Requirement »
Extend the article below on Iran's Strait of Hormuz threats and the 2012 presidential race, starting after its final paragraph.

Document excerpt »
Scary movie: Commander in chief Gingrich

Obama's adroit handling of threats from Iran raises the question: What would Newt have done?

By Matt Duss

Published January 26, 2012 5:09PM (EST)

Then U.S. House Speaker Newt Gingrich reviews U.S. military honor guards in South Korea in 1997.         (Yun Suk Bong / Reuters)
Then U.S. House Speaker Newt Gingrich reviews U.S. military honor guards in South Korea in 1997. (Yun Suk Bong / Reuters)

Presidential campaigns offer an opportunity to compare what the candidates say on the trail with what the job requires in the White House. With regard to foreign policy in 2012, the issue of Iran offers a case in point. In recent weeks, the United States and the Islamic Republic have once again clashed publicly while still seeking to negotiate privately over Iran's nuclear program. The responses of President Obama and of the candidates who hope to succeed him illuminated the fundamental foreign policy choice facing voters who will choose a commander in chief next November.

On Sunday, the aircraft carrier USS Abraham Lincoln moved through the Strait of Hormuz, the world’s most heavily trafficked oil export route, on schedule and without incident. While the carrier had transited the strait numerous times before, it did so on Sunday amid a series of threats from members of the Iranian government in response to a tightening of international sanctions against Iran’s oil exports.

"If Iran oil is banned, not a single drop of oil will pass through Hormuz Strait," Iran's First Vice President Mohammad Reza Rahimi said on Dec. 27.  Four days later, President Obama signed the latest, and toughest, congressional sanctions yet, mandating penalties on companies that do business with Iran’s central bank.

On Jan. 3, after the aircraft carrier USS John C. Stennis had departed the gulf, the Iranian regime raised the stakes. "Iran will not repeat its warning,” said Iranian Army commander Ataollah Salehi, “I recommend and emphasize to the American carrier not to return to the Persian Gulf ... we are not in the habit of warning more than once.”

Whether or not the Iranians would actually follow through on the threat to close the Strait of Hormuz (an act that would probably do more than any other to unite the world against it) the dire implications of such an action make it worth taking seriously. In 2011, almost 17 million barrels of oil a day passed through the strait, nearly 20 percent of the global oil trade. A disruption of traffic through the strait, even a temporary one, could have a considerable, and immediate, impact on the global economy.

Some entries
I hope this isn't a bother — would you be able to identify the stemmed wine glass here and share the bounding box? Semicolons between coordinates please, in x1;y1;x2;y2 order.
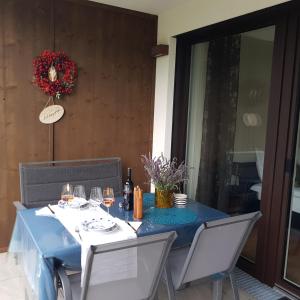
102;187;115;213
61;183;74;203
90;187;103;207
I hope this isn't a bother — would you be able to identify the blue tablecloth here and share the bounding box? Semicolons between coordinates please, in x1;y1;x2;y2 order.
9;194;227;300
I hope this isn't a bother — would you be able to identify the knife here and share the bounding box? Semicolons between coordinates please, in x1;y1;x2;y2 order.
47;204;55;215
126;222;137;233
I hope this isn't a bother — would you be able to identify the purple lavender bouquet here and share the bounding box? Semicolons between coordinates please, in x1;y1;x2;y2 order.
142;154;188;191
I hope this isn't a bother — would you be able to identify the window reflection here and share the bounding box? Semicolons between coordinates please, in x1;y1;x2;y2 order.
186;26;274;260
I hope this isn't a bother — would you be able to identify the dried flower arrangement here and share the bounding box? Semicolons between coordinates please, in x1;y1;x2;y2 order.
142;154;189;191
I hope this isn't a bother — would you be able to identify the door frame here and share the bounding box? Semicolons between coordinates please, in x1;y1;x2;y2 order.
171;1;300;293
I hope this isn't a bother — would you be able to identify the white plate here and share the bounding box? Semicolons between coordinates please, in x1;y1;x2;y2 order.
81;218;117;232
67;198;88;208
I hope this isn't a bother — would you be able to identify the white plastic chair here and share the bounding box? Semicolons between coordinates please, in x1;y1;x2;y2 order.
58;231;177;300
165;212;262;300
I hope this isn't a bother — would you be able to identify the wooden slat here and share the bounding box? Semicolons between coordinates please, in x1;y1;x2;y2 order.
0;0;49;249
54;1;156;190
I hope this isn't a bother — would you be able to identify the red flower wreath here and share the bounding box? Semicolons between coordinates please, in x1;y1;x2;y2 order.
33;50;78;99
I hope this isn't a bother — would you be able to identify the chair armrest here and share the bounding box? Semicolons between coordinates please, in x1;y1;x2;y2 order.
13;201;26;210
56;266;72;300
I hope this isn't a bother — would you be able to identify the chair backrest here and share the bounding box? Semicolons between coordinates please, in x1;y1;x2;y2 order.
19;158;122;208
81;231;177;300
174;211;262;289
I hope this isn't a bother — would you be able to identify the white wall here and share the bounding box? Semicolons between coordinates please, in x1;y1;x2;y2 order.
153;0;287;156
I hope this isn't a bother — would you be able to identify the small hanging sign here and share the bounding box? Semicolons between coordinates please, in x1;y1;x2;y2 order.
39;104;65;124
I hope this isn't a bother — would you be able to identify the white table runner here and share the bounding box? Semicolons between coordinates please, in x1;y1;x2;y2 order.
36;205;137;285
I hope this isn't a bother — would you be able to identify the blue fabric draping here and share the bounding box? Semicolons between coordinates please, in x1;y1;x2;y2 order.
9;194;227;300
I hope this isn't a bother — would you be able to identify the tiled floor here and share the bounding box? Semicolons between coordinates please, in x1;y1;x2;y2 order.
0;253;254;300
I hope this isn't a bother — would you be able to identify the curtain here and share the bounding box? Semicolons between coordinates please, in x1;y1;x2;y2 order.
196;35;241;211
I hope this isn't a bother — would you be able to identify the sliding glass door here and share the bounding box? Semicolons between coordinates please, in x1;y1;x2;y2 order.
186;26;275;262
171;1;300;296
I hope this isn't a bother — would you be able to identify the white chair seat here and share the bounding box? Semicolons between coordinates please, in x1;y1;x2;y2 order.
58;231;177;300
69;273;81;300
165;212;261;300
70;274;151;300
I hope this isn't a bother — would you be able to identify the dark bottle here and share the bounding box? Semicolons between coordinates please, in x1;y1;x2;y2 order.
123;168;133;210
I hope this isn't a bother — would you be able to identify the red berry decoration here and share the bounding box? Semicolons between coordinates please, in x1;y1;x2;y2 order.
33;50;78;99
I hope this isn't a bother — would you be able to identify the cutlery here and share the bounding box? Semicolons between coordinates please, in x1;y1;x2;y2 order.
47;204;55;215
75;226;82;241
126;222;137;233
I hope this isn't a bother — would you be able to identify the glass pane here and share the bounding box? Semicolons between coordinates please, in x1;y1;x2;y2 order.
186;26;274;261
284;117;300;287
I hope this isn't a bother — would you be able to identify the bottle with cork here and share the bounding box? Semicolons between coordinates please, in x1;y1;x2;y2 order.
133;186;143;219
123;168;133;210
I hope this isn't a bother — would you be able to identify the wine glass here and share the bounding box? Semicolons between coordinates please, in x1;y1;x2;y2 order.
73;185;86;199
61;183;74;203
90;187;103;207
102;187;115;213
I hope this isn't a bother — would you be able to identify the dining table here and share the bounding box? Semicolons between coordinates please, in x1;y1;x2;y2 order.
9;193;228;300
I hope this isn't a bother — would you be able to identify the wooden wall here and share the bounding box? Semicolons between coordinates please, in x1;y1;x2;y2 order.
0;0;157;250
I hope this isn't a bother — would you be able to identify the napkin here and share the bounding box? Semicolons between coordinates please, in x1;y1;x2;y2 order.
35;206;55;218
51;206;137;285
128;221;143;230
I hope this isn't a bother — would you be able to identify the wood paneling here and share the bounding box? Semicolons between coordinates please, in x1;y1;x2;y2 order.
0;0;157;249
0;0;50;249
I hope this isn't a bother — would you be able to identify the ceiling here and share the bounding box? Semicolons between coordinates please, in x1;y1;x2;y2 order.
90;0;185;15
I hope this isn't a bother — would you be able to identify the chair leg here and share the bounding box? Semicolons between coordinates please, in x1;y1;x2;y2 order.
164;267;176;300
229;272;240;300
153;292;158;300
213;279;223;300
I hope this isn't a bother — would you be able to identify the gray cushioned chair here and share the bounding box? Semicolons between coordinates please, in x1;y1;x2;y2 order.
166;212;261;300
58;231;177;300
17;158;122;208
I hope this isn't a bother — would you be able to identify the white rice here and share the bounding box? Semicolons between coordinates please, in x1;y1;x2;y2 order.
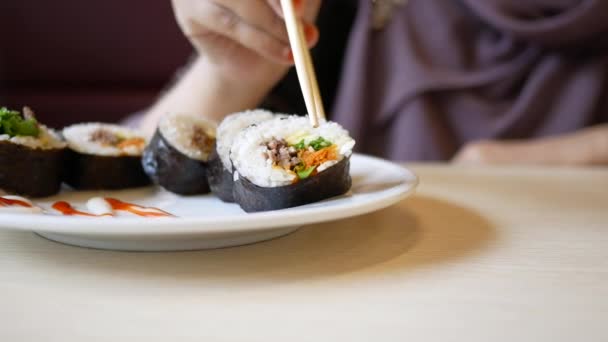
63;122;147;156
216;109;286;172
158;113;217;161
0;125;66;150
230;116;355;187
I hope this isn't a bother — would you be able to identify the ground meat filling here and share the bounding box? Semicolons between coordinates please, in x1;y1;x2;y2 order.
89;128;120;146
266;139;300;170
190;127;215;155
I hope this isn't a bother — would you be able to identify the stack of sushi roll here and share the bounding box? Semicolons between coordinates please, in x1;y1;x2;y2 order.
207;109;285;202
0;107;66;197
142;113;217;195
63;123;150;190
230;116;355;212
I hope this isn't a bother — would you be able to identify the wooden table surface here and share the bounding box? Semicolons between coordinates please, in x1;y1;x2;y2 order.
0;165;608;342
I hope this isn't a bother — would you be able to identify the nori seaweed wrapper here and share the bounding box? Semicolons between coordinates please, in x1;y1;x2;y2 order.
65;150;150;190
207;149;234;203
234;158;352;213
141;129;210;195
0;141;66;197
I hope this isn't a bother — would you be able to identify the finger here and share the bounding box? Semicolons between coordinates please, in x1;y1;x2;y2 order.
267;0;305;18
184;1;291;64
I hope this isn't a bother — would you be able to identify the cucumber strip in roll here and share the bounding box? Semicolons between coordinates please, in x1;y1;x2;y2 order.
0;107;66;197
142;113;216;195
207;109;285;202
230;116;355;212
63;123;150;190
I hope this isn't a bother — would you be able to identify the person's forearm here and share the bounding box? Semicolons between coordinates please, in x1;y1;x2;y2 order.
455;124;608;165
141;57;280;134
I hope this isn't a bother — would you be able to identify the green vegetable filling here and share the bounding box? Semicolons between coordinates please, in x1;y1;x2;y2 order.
293;137;333;151
292;137;333;180
0;107;40;138
294;164;317;179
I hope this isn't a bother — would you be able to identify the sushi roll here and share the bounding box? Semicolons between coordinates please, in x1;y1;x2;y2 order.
207;110;284;202
0;107;66;197
230;116;355;212
63;123;150;190
142;114;217;195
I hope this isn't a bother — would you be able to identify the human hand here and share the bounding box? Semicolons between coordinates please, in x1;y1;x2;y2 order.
173;0;321;84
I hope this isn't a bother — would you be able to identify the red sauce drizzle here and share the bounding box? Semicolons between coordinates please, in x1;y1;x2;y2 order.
105;198;173;217
53;198;173;217
53;201;102;217
0;197;33;208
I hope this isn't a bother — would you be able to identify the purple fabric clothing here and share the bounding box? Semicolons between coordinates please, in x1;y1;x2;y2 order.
333;0;608;160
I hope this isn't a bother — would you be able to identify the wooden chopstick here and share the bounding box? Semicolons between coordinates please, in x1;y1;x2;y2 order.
281;0;325;127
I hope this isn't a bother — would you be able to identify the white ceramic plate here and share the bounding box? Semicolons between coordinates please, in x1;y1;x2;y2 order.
0;155;418;251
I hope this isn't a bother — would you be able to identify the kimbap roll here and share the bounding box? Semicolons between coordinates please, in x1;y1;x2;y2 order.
230;116;355;212
142;114;216;195
63;123;150;190
0;107;66;197
207;110;284;202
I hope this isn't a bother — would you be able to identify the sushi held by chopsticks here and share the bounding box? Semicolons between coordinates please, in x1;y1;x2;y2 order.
142;113;216;195
207;109;285;202
0;107;66;197
230;116;355;212
63;123;150;190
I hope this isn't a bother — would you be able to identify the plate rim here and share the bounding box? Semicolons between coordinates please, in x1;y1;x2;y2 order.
0;153;420;236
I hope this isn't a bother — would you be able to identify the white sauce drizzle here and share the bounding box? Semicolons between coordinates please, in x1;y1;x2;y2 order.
87;197;114;216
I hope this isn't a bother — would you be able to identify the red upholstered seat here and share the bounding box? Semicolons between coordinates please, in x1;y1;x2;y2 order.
0;0;192;127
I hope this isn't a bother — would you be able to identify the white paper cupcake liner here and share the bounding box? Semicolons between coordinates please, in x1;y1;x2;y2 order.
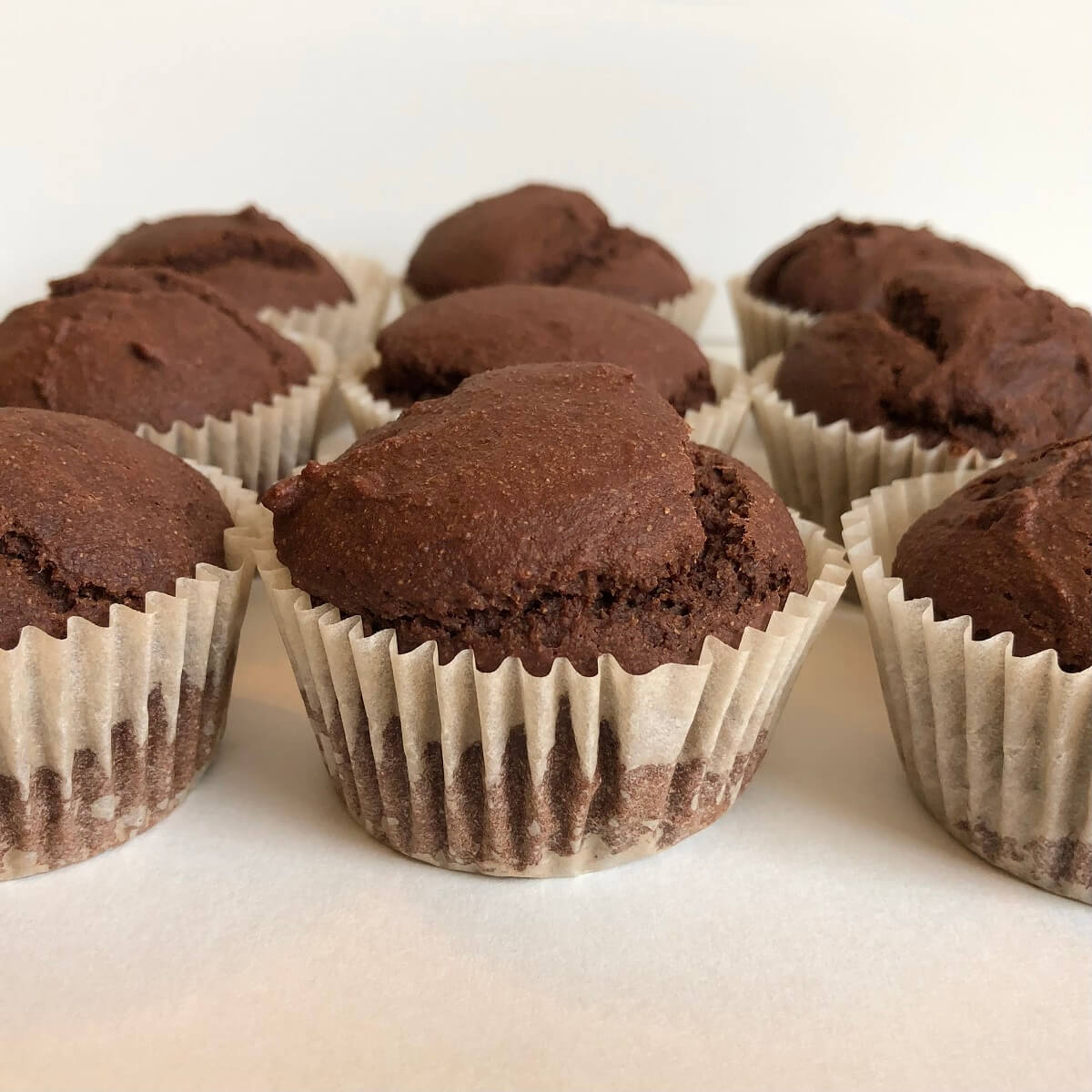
251;518;850;877
752;355;1008;541
258;255;394;368
399;278;716;338
844;470;1092;903
136;335;335;492
340;350;750;453
0;466;260;880
728;277;819;371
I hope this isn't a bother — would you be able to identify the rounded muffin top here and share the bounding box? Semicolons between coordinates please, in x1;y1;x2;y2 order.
92;206;353;311
368;285;716;413
892;437;1092;672
266;364;806;673
747;217;1022;313
774;269;1092;457
0;268;312;431
406;185;692;305
0;408;231;649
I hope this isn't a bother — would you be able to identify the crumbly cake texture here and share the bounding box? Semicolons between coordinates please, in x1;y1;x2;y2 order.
774;269;1092;457
0;408;231;649
406;184;693;305
747;217;1022;313
367;285;716;413
92;206;353;312
0;268;312;431
264;364;806;673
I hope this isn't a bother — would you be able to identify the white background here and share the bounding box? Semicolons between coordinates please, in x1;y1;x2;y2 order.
0;0;1092;1092
0;0;1092;334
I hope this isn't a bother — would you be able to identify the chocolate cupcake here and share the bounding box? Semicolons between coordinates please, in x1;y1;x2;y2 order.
92;206;391;361
258;364;847;875
753;269;1092;534
728;217;1022;368
0;268;333;486
343;285;750;450
404;185;712;333
844;437;1092;903
0;408;257;879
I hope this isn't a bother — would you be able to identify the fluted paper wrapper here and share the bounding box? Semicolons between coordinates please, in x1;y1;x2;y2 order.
844;470;1092;903
0;466;258;880
728;277;819;371
136;328;337;492
258;255;394;369
399;278;716;338
258;511;848;877
752;355;1006;541
340;350;750;453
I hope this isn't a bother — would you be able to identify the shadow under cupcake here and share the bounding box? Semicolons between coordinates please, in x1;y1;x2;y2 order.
258;364;848;875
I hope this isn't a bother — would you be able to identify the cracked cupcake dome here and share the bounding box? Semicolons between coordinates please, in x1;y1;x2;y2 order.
405;185;693;306
264;364;807;673
774;268;1092;457
0;268;313;430
0;408;231;649
367;285;716;413
747;217;1022;315
892;437;1092;672
91;206;353;311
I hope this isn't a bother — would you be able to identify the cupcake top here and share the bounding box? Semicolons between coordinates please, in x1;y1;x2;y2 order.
774;269;1092;457
92;206;353;311
368;285;716;413
264;364;807;673
747;217;1021;313
0;408;231;649
0;268;311;431
892;437;1092;672
406;185;692;305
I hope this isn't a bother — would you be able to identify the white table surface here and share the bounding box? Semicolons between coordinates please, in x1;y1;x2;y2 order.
0;389;1092;1092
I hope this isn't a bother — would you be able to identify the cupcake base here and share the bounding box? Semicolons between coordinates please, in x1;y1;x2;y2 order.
728;277;818;371
844;470;1092;903
258;255;394;369
258;511;848;877
136;337;337;492
0;468;258;880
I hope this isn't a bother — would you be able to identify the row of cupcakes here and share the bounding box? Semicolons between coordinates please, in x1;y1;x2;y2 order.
0;187;1087;899
0;375;1092;901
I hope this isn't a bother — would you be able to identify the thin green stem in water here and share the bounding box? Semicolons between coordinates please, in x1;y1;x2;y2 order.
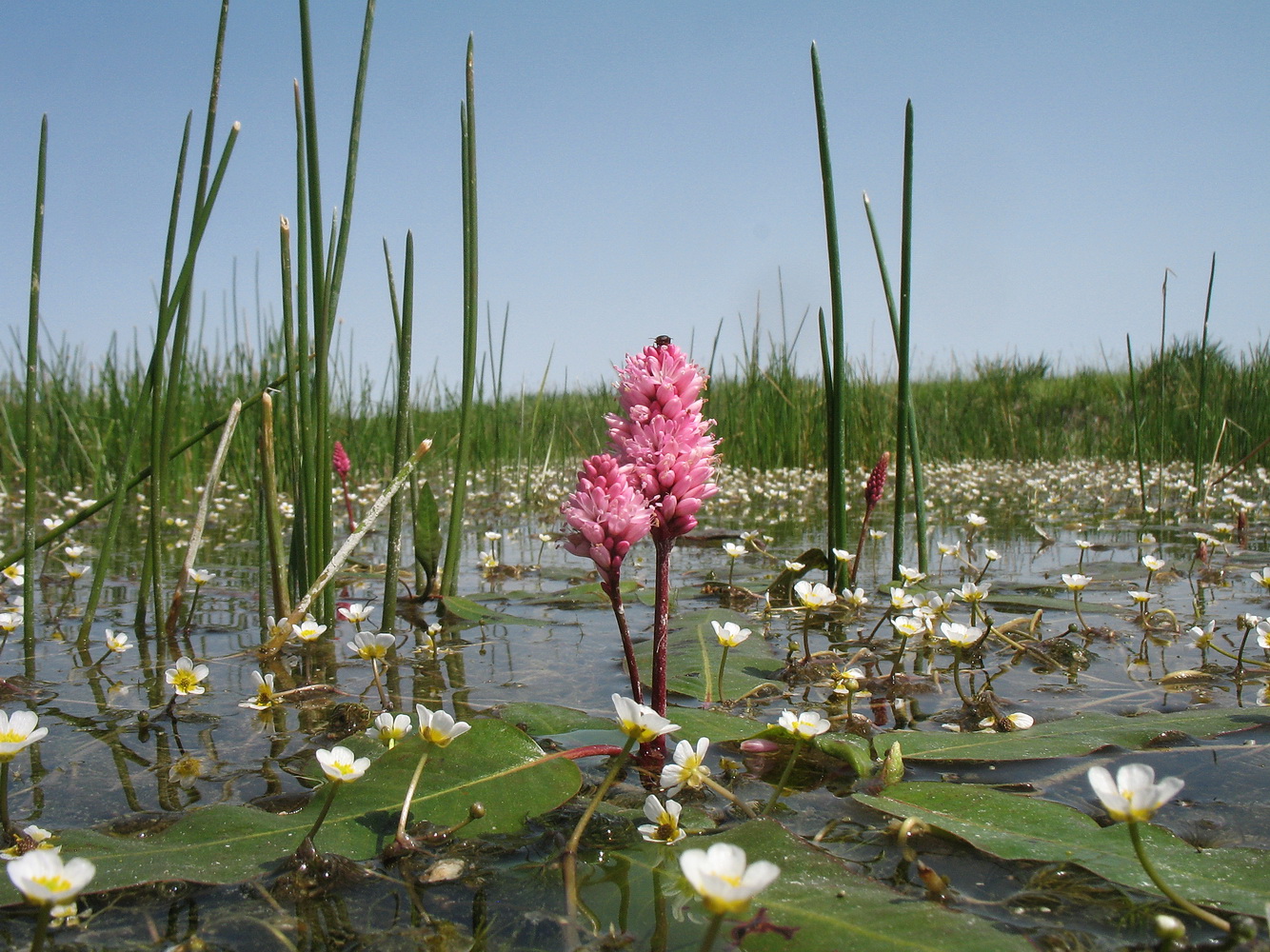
1129;820;1231;932
764;736;804;816
300;781;341;843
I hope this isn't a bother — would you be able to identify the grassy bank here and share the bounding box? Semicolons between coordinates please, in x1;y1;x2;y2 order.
0;332;1270;496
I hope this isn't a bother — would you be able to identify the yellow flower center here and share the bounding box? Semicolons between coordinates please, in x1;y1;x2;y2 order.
171;667;198;694
30;875;75;892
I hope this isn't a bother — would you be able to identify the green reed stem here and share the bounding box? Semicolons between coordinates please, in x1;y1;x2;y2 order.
79;122;241;640
1156;268;1168;519
721;645;729;704
300;781;342;844
811;43;847;587
852;194;929;578
441;43;479;595
700;913;723;952
762;734;806;816
21;113;49;655
1128;820;1231;932
1132;334;1147;515
164;400;243;639
260;393;290;618
890;99;924;579
1191;251;1217;504
380;231;414;632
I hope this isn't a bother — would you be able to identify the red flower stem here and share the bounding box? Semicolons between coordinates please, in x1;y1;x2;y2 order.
339;473;357;532
600;575;644;704
651;536;674;716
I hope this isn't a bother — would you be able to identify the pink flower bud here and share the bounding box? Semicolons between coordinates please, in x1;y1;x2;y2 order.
330;439;353;480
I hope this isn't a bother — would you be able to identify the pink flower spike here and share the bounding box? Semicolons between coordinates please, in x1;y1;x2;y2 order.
607;344;719;540
330;439;353;480
560;453;653;585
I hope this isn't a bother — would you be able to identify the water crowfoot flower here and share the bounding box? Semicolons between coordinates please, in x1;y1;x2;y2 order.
0;711;49;845
636;793;688;845
300;746;371;849
710;620;749;702
7;849;96;952
394;704;471;850
1088;764;1231;932
366;711;414;750
680;843;781;949
164;658;209;700
764;711;829;816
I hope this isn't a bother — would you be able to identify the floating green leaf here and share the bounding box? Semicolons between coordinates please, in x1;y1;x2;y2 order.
875;711;1270;761
30;720;581;902
594;820;1031;952
856;783;1270;915
441;595;552;625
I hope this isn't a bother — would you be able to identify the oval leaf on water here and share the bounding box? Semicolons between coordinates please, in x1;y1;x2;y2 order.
30;719;582;902
856;783;1270;915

Final result »
“No one in this government seeks confrontation over the Strait of Hormuz,” Pentagon spokesman George Little said in response to the Iranian saber-rattling. “It’s important to lower the temperature.”

Appearing on CBS’ "Face the Nation" the following Sunday, Secretary of Defense Leon Panetta said that the U.S. would “not tolerate” the blocking of the strait, calling it a “red line for us” and stating that “we will respond” if the Iranians attempted to block it.

Appearing alongside Secretary Panetta, chairman of the Joint Chiefs of Staff Gen. Martin Dempsey added that the U.S. would be able to turn back any attempt to deny access to the Strait. “They've invested in capabilities that could, in fact, for a period of time block the Straits of Hormuz. We've invested in capabilities to ensure that if that happens, we can defeat that,” he said. “We've described that as an intolerable act. And it's not just intolerable for us, it's intolerable to the world. But we would take action and reopen the Straits.”

President Obama, of course, went ahead and signed the sanctions anyway.  And when the USS Abraham Lincoln carrier group, accompanied by a British Royal Navy frigate and a French vessel, returned to the Persian Gulf, the Iranian response was … muted.

"U.S. warships and military forces have been in the Persian Gulf and the Middle East region for many years,” Revolutionary Guard Deputy Commander Hossein Salami told the official IRNA news agency, “and their decision in relation to the dispatch of a new warship is not a new issue and it should be interpreted as part of their permanent presence.”

In response to the new sanctions, which the EU has since followed up on, Iranian government also sounded conciliatory notes. “Consensus can only be reached through serious negotiations based on a cooperative approach and not via the wrong path of sanctions,” an Iranian Foreign Ministry spokesman told the official Islamic Republic News Agency.

The Obama administration was wise not to trumpet the Iranians’ humiliating climb down, but it was certainly not lost on either the international audience or those watching inside Iran. The sanctions had gone forward, the ships had traversed the strait, yet Iran leveled no consequences.  Tensions are, for the moment, down from extremely high to their usual level of high, thanks to a steady, firm response from the Obama administration.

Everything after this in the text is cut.